Short problem:
Output the lines of the listing below as a JSON list of strings, one string per line and no blank lines, covering only the stretch from the line that contains "Point out the blonde" through the end of the listing.

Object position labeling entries
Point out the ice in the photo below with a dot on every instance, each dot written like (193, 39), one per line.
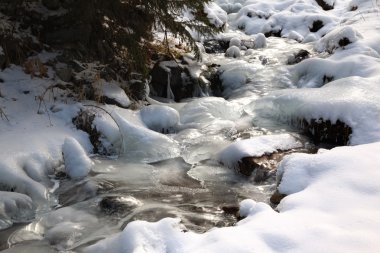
(260, 41)
(338, 38)
(113, 91)
(233, 51)
(15, 208)
(256, 147)
(160, 118)
(140, 143)
(215, 14)
(77, 163)
(353, 100)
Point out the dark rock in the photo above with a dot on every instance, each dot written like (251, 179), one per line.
(234, 210)
(215, 86)
(51, 4)
(216, 46)
(273, 33)
(2, 61)
(65, 74)
(323, 131)
(298, 57)
(327, 79)
(118, 205)
(325, 6)
(344, 42)
(182, 85)
(84, 122)
(277, 197)
(317, 25)
(137, 90)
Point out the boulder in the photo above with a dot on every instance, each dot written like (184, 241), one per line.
(172, 80)
(325, 6)
(298, 57)
(324, 131)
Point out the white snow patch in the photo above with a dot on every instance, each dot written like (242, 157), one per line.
(160, 118)
(113, 91)
(215, 14)
(256, 147)
(233, 52)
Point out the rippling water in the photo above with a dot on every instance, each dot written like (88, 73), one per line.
(193, 187)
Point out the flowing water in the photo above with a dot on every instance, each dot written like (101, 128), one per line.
(193, 187)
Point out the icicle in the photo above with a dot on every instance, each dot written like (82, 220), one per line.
(169, 92)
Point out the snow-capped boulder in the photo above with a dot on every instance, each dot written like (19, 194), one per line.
(233, 52)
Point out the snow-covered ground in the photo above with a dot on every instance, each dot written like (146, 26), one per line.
(332, 202)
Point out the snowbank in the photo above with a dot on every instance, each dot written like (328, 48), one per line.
(333, 206)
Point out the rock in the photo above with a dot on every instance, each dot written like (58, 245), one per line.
(65, 73)
(325, 6)
(120, 205)
(273, 33)
(235, 42)
(212, 75)
(51, 4)
(298, 57)
(137, 90)
(2, 59)
(172, 80)
(317, 25)
(323, 131)
(277, 197)
(215, 46)
(84, 122)
(233, 52)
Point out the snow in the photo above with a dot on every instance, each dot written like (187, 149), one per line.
(256, 147)
(215, 14)
(331, 207)
(160, 118)
(113, 91)
(332, 196)
(233, 51)
(77, 163)
(15, 208)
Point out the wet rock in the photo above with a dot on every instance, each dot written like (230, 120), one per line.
(84, 121)
(298, 57)
(51, 4)
(216, 46)
(112, 205)
(64, 72)
(317, 25)
(344, 42)
(212, 75)
(277, 197)
(324, 131)
(325, 6)
(260, 168)
(273, 33)
(172, 80)
(327, 79)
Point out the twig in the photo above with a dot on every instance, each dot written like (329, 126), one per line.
(110, 114)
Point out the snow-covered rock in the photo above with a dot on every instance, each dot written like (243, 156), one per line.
(77, 163)
(15, 208)
(160, 118)
(233, 51)
(215, 14)
(256, 147)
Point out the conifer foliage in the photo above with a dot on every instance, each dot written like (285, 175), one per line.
(109, 30)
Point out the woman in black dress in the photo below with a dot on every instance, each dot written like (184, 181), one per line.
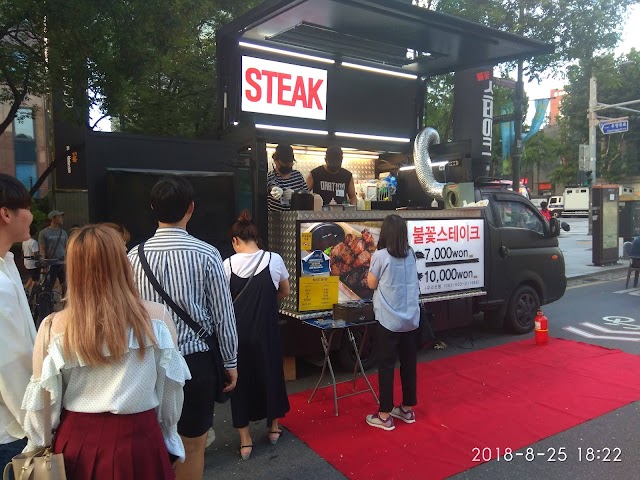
(260, 392)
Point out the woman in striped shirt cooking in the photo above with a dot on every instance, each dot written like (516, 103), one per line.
(283, 177)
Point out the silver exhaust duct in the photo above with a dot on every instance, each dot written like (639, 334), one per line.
(422, 162)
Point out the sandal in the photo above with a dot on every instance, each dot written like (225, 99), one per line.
(273, 440)
(245, 456)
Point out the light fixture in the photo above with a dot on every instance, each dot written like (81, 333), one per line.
(286, 52)
(373, 137)
(291, 129)
(379, 70)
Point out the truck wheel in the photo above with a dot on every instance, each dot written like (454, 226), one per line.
(522, 309)
(346, 357)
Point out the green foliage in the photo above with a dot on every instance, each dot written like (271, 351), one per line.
(576, 28)
(151, 63)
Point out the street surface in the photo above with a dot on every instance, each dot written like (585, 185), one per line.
(596, 309)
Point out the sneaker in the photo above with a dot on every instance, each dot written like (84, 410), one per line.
(375, 421)
(407, 416)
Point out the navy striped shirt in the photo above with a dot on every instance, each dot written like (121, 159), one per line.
(191, 273)
(295, 182)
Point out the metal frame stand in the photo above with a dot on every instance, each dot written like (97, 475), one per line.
(326, 346)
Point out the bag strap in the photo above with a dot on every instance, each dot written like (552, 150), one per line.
(46, 395)
(56, 245)
(201, 332)
(250, 278)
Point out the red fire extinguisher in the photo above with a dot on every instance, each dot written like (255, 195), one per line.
(542, 329)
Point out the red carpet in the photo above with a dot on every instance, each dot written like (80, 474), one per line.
(507, 396)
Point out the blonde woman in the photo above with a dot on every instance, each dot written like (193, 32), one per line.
(112, 368)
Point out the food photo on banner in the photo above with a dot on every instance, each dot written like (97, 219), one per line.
(348, 247)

Answer to this exercise:
[
  "Point out the blonde woman in the photo above with a dot on every instance, each dot written like (193, 32), one per line.",
  "(112, 368)",
  "Point out the food photo on banner in the photo above with a dot on every instance, each dot written like (97, 219), one per line.",
  "(348, 247)"
]